Compito assegnato 1: Riscrivi il testo sulla classe dirigente italiana da "Nella DC e nel PCI (ma" a "arrivare al Parlamento.", mettendo "percorso a tappe" al posto di "cursus honorum".
=== Testo fornito ===
Nonno
Scalfari nella sua omelia domenicale lamenta che l'Italia ha
bisogno di una classe dirigente per superare lo stallo attuale. Tolti
quei due-tre-quattro anziani che sono ancora in circolazione con
qualche potere morale e/o politico: Mattarella (76 anni) , Gentiloni
(63 anni: il più giovane!) Padoan (68 anni) e Berlusconi ( 81 anni)
tutto il resto della truppa sono il prodotto di quell'Italia che
Pasolini sanzionava senza pietà. Sono il prodotto di una scuola di
massa nella quale la qualità è via via scemata fino alla situa-zione
attuale: ricordate quell'”inginocchiati!” ?.
Nella DC e nel PCI (ma anche negli altri partiti “di allora” ) prima di
arrivare a Roma c'era tutto un cursus honorum che partiva da un ente
locale o da una fabbrica o da un ufficio e via via saliva fino ad
arrivare al Parlamento.
Che oggi qualcosa del genere resti ancora in FI o nel PD è ovvio visto
che sono le due formazioni politiche più vecchie come matrice iniziale
e quindi anche come metodo selettivo della classe dirigente.
Il fatto è che anche nella DC e nel PCI di ieri c'erano dei grandissimi
asini ed opportunisti esattamente come accade oggi con quel presidente
della Camera che ha in casa “un'amica della moglie che va a fa la spesa
anche per lei”. Come fossimo tutti fessi.
Ma l'Italia della DC e del PCI (come quella del PRI, PSI ecc. ecc.) non
esiste più ed oggi si confrontano dirigenti di partito che non
hanno alle spalle ne scuola, ne storia, ne esperienze. Sarebbe già un
bel vantaggio avere un DiMaio, un Renzi, un Salvini, una Meloni e tutta
la corte di cui sono circondati perlomeno laureati in università di
ottimo livello, perlomeno che avessero alle spalle una certo periodo di
scuola o lavoro all'estero, perlomeno che avessero maturato esperienza
(oltre che lo stipendio: vero Salvini?!) in organismi internazionali.
E'una classe dirigente di 40 anni composta da asini patentati
dalla peggiore scuola italiana. Il cavaliere dice che un DiMaio a
Mediaset sarebbe destinato a pulire i cessi. Direi che è un gesto
generoso perché non saprebbe nemmeno fare quello salvo rovinarli e
scottare le chiappe degli utilizzatori.
E Salvini che titoli ha per governare un paese? Verrebbe forse chiamato a consegnare pizze con foodora.
Vogliamo confrontare un DiMaio, un Renzi, un Salvini con la Merkel
(classe 1954, scienziata chimica)? Con un Macron (classe 1977 dell'ENA
di Francia) che ha quasi la stessa età dei nostri?. Con un Putin
(classe 1952) o un Benjamin Netanyau classe 1949?.
I nostri sono cresciuti senza sapere nulla della storia
dell'imperialismo USA e URSS e si sono trovati senza nemmeno saperlo in
un mondo con la libera (quasi) circolazione delle merci e la (un po'
meno) libera circolazione delle persone. Sono diventati grandi quando
IL muro era caduto. Quando il Vietnam era finito. Quando la guerra
d'Algeria era finita.
Sono niente perché non hanno imparato nulla. Perché non glielo hanno
insegnato ne a scuola e nemmeno perché hanno studiato e viaggiato.
=== Dati forniti ===
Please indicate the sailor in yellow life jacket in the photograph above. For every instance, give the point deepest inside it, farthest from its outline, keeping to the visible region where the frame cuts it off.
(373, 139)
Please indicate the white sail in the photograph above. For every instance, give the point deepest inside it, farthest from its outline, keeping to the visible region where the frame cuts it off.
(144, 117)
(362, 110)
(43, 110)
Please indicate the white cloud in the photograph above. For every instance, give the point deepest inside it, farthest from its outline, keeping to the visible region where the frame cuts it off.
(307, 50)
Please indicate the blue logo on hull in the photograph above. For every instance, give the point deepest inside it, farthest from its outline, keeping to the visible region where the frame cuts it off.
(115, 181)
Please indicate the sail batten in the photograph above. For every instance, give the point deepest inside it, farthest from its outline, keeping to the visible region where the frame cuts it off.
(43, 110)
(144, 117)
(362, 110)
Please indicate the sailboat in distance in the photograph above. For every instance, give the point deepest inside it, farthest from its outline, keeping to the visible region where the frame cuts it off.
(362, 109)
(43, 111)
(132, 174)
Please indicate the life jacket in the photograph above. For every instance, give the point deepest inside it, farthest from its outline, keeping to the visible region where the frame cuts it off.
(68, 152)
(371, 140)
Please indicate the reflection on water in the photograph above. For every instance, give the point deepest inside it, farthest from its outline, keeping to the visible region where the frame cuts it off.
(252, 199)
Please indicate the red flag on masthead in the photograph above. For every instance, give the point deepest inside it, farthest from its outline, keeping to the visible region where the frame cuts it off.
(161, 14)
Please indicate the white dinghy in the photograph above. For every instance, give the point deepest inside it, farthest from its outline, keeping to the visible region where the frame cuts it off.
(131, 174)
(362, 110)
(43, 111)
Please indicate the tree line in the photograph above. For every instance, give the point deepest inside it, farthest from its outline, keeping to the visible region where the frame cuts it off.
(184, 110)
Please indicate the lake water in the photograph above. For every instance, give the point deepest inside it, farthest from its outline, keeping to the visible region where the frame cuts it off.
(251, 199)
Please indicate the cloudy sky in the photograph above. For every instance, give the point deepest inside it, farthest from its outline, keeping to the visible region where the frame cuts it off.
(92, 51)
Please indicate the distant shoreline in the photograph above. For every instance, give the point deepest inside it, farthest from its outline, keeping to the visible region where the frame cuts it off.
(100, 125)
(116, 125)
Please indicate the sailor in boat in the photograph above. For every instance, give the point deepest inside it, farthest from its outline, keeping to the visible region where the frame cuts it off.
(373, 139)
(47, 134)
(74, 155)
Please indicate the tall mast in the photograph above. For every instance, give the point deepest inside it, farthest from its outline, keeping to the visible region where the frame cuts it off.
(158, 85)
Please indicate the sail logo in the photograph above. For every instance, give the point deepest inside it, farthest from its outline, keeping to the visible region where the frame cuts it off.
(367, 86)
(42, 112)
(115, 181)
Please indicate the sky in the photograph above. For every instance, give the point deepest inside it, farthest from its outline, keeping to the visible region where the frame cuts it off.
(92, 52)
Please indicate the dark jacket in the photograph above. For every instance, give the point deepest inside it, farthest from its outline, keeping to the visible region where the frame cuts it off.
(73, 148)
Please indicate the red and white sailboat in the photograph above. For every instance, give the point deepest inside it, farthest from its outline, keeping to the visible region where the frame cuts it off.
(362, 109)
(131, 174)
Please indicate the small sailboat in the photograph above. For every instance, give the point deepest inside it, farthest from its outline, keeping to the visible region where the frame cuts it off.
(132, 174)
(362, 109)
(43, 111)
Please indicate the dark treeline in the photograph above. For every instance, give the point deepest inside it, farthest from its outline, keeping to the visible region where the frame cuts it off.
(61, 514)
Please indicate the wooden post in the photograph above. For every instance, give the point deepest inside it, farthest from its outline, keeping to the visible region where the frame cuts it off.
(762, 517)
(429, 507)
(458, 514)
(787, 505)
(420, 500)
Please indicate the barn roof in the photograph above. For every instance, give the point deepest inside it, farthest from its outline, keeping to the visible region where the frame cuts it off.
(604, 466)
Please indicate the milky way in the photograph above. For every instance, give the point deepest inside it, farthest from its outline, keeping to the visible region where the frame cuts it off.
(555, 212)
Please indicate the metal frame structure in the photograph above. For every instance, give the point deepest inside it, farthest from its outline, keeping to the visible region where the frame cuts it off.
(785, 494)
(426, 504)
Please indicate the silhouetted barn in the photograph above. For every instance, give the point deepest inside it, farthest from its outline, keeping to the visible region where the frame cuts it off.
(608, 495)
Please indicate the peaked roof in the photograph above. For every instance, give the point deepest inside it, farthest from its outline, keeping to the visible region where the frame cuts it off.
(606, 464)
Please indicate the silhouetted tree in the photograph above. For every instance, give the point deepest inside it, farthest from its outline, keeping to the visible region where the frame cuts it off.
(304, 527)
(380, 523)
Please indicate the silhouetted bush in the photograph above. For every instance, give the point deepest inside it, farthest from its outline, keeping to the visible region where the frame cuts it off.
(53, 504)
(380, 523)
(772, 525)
===
Compito assegnato 2: Estrai dai record tutte le righe in cui compare la parola "logo".

Risultato completo 1:
Nella DC e nel PCI (ma anche negli altri partiti “di allora” ) prima di
arrivare a Roma c'era tutto un percorso a tappe che partiva da un ente
locale o da una fabbrica o da un ufficio e via via saliva fino ad
arrivare al Parlamento.

Risultato completo 2:
Please indicate the blue logo on hull in the photograph above. For every instance, give the point deepest inside it, farthest from its outline, keeping to the visible region where the frame cuts it off.
Please indicate the sail logo in the photograph above. For every instance, give the point deepest inside it, farthest from its outline, keeping to the visible region where the frame cuts it off.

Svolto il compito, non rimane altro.